╭─ MATERIAL FOR THE TASK

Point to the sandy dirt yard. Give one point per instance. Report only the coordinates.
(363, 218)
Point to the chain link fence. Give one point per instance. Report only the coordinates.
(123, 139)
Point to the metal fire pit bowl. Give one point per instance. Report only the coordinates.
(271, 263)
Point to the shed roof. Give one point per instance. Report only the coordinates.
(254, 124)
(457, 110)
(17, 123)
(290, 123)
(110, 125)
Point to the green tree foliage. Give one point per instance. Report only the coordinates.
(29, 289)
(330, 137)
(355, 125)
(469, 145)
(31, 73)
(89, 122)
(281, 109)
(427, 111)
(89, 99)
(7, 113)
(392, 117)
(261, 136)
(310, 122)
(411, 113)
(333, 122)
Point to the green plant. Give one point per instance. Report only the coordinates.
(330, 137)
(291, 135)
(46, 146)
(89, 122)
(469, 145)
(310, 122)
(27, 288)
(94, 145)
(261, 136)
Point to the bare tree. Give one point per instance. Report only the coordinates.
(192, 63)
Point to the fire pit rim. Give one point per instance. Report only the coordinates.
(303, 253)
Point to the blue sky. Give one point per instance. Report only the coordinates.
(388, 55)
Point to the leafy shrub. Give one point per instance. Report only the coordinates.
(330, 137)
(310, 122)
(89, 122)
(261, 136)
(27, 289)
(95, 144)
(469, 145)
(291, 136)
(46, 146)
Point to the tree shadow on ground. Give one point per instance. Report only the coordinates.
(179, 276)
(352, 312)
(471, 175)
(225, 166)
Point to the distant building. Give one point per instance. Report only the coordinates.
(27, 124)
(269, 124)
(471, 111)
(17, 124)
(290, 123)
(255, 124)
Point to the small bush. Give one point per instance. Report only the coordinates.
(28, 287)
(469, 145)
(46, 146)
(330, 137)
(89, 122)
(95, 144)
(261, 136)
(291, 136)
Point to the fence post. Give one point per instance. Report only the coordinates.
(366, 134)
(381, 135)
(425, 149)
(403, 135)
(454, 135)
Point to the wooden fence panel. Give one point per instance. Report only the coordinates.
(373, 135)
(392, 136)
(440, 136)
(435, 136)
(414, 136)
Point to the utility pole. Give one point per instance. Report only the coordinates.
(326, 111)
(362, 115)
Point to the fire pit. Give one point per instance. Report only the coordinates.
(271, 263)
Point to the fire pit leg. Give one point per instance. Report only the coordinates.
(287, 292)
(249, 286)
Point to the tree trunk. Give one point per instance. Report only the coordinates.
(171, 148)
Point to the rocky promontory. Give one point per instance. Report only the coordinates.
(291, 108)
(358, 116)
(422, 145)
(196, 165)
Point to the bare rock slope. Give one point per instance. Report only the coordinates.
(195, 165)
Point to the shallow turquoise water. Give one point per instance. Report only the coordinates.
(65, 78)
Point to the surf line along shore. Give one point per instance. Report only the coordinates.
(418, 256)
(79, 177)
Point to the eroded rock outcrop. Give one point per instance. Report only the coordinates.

╰─

→ **PROMPT**: Please return all of the records exactly as they appear.

→ **SOLUTION FOR THIS PROBLEM**:
Point to the sandy dirt yard. Give one point per instance. Report only the coordinates.
(363, 218)
Point to the chain link fence. Give one point per instance. Report only the coordinates.
(123, 139)
Point to the metal fire pit bowl. Give one point per instance. Report only the coordinates.
(271, 263)
Point to the shed roof. Give one point per instance. Report only the coordinates.
(254, 124)
(457, 110)
(17, 123)
(290, 123)
(110, 125)
Point to the green tree foliage. Give one point per instance. Report only the coordinates.
(29, 289)
(330, 137)
(355, 125)
(469, 145)
(31, 73)
(89, 122)
(281, 109)
(427, 111)
(89, 99)
(7, 113)
(392, 117)
(261, 136)
(310, 122)
(411, 113)
(333, 122)
Point to the green plant. Give one point per instance. Report only the coordinates.
(330, 137)
(291, 135)
(46, 146)
(89, 122)
(469, 145)
(310, 122)
(27, 288)
(94, 145)
(261, 136)
Point to the bare tree. Give one point per instance. Report only the coordinates.
(192, 63)
Point to the fire pit rim. Give one point per instance. Report only the coordinates.
(303, 253)
Point to the blue sky. Give one point per instance. Report only the coordinates.
(388, 55)
Point to the leafy shrub. Give one point per instance. Report only the coordinates.
(330, 137)
(310, 122)
(89, 122)
(261, 136)
(27, 289)
(95, 144)
(469, 145)
(291, 136)
(46, 146)
Point to the tree shadow on ground. Give one point per instance. Report only the coordinates.
(179, 276)
(352, 312)
(471, 175)
(225, 166)
Point to the distant building. Give one point per instance. Report only the coordinates.
(27, 124)
(269, 124)
(471, 111)
(17, 124)
(290, 123)
(255, 124)
Point to the small bush. Give one point per instance. Report only the coordinates.
(28, 287)
(469, 145)
(46, 146)
(330, 137)
(89, 122)
(95, 144)
(261, 136)
(291, 136)
Point to the fence post. Give one point per instance. Report only the coordinates.
(366, 134)
(381, 135)
(425, 149)
(403, 135)
(454, 135)
Point to the wooden fence panel. Give one point per instance. Report only the coordinates.
(373, 135)
(392, 136)
(440, 136)
(435, 136)
(414, 136)
Point to the utility pole. Give one point per instance. Report only the coordinates.
(326, 111)
(362, 115)
Point to the fire pit. Give one point per instance. Report only the coordinates.
(271, 263)
Point to the fire pit leg. Give one point per instance. Report only the coordinates.
(287, 292)
(249, 286)
Point to the tree trunk. Give one point per instance. Report only the coordinates.
(171, 148)
Point to the rocky promontory. Give one point per instance. Report only the coordinates.
(291, 108)
(358, 116)
(422, 145)
(196, 165)
Point to the bare rock slope. Give one point per instance. Report only the coordinates.
(195, 165)
Point to the shallow turquoise water. Give one point per instance. Report only the coordinates.
(65, 78)
Point to the surf line along shore. Give one point per instance. Report only the coordinates.
(418, 256)
(79, 177)
Point to the eroded rock outcrop. Give one point per instance. Report only the coordinates.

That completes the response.